* _Document text_
Commissioners on Tuesday agreed to a request by the Public Power Council, a coalition of 114 consumer-owned utilities in the Pacific Northwest, including Clark, to pay consultants to review a federal salmon recovery plan that annually costs Bonneville ratepayers hundreds of millions of dollars.
Rob Walton, the council's assistant manager, told commissioners they have a "window of opportunity" to influence federal dam managers. Walton said the council broadly supports a recent set of draft recommendations by the Northwest Power Planning Council that would curtail the amount of water dedicated to speed young salmon to the Pacific Ocean in the spring. Doing so would enable federal energy marketers to drive dam turbines in the summer, sell surplus electricity to California and help Bonneville avoid more rate increases.
Walton said boosting flow out of upstream reservoirs and spilling water over dams in the summer may only provide marginal benefits to fish.
Money dedicated to fish and wildlife amounts to 10 percent to 15 percent of most electricity bills in the Northwest, he said. That includes revenue sacrificed by spilling water away from dam turbines, generally considered the safest method of passing juvenile salmon downstream. Conservation and tribal groups argue those measures are crucial to recovering imperiled salmon and steelhead.

* _Record excerpts_
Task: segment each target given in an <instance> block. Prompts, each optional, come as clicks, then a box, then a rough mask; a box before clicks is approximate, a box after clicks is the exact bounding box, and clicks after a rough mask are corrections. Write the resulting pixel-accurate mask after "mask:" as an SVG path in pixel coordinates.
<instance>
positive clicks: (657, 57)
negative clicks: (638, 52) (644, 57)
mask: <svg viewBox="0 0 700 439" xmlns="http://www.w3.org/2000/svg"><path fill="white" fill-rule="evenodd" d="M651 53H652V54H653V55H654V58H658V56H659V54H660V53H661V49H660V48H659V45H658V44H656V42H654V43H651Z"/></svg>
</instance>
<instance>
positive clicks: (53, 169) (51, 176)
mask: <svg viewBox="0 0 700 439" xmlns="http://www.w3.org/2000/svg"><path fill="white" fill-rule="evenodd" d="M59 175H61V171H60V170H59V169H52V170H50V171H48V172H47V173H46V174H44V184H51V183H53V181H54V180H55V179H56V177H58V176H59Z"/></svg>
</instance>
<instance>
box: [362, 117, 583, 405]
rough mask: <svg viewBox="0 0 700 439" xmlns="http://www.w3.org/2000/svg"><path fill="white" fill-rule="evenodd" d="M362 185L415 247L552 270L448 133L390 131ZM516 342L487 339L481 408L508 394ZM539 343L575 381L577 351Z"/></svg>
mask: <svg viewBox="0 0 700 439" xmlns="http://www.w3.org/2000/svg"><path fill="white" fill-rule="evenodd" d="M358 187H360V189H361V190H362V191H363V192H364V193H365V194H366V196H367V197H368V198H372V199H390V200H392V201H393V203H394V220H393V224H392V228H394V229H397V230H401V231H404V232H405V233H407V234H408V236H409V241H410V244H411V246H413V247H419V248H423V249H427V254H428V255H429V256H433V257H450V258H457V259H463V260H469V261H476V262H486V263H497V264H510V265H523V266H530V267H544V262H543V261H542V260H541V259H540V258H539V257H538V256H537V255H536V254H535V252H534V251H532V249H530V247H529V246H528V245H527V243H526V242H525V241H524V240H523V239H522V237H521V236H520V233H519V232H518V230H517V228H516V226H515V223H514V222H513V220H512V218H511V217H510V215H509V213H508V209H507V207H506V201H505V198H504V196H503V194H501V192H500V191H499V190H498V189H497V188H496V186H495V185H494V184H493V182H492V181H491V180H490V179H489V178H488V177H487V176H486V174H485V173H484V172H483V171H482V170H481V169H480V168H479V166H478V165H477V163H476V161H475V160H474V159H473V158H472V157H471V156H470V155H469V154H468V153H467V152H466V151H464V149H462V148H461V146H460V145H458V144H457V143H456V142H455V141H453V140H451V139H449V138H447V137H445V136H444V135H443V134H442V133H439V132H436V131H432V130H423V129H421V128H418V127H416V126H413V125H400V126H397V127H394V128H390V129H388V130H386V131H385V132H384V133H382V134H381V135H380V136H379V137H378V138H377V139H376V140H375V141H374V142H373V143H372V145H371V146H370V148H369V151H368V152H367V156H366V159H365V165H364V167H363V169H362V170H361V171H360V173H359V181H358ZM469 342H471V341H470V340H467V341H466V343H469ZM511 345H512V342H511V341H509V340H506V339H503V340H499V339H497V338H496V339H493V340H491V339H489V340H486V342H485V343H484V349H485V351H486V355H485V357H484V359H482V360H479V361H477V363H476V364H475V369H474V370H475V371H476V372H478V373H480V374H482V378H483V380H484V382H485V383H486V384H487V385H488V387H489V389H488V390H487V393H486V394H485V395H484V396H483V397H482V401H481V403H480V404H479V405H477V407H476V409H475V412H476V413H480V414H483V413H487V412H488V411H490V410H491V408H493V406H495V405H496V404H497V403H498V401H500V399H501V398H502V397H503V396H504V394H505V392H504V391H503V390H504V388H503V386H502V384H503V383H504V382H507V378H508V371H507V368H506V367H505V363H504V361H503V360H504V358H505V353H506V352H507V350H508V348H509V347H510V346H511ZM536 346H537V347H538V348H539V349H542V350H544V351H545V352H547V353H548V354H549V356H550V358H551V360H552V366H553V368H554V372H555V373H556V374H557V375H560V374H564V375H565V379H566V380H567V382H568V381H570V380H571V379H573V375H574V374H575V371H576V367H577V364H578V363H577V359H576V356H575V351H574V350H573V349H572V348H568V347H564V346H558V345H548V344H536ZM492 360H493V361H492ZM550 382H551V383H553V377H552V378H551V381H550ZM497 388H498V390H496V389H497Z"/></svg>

* _Apply what you read_
• a. Do these statements agree with the salmon recovery article? Answer yes or no for each, quoting the deciding words. (i) The Public Power Council is a coalition of 114 consumer-owned utilities. (ii) The draft recommendations would increase the water dedicated to speeding young salmon to the ocean in the spring. (iii) Money for fish and wildlife makes up 20 percent of most electricity bills in the Northwest.
• b. Using the salmon recovery article, explain in one to three sentences what curtailing the spring water for young salmon would make possible.
• c. Pick up the salmon recovery article after its last sentence and continue it.
The data is not needed here.

* _Responses_
• a.
(i) Yes: "a coalition of 114 consumer-owned utilities in the Pacific Northwest"
(ii) No: "curtail the amount of water dedicated to speed young salmon to the Pacific Ocean in the spring"
(iii) No: "amounts to 10 percent to 15 percent of most electricity bills in the Northwest"

• b. Curtailing the spring water would let federal energy marketers drive dam turbines in the summer. They could then sell surplus electricity to California and help Bonneville avoid more rate increases.

• c.
With salmon populations improving with good ocean conditions, Walton said now is the time to consider changes. In addition, he noted that National Marine Fisheries Service regional administrator Bob Lohn is open to considering such changes.
"Rather than saying, 'the fish aren't important, power rates are,' we're trying to find ways to spend the money smarter," Walton said.
Clark's contribution of $ 8,091 will go toward $ 185,000 the Public Power Council plans to spend to have consultants review federal salmon recovery plans, dam operations, the role of hatcheries, as well as coordinate efforts to withstand changes in energy markets proposed by the Federal Energy Regulatory Commission.
Clark commissioners Carol Curtis, Nancy Barnes and Byron Hanke voted unanimously to pitch in the money.
Jim Malinowski, a local fish recovery advocate and utility watchdog, told commissioners it's wise for public power to have a voice as Bonneville weighs its options.
"There is no best available science," he said. "There's best agenda science."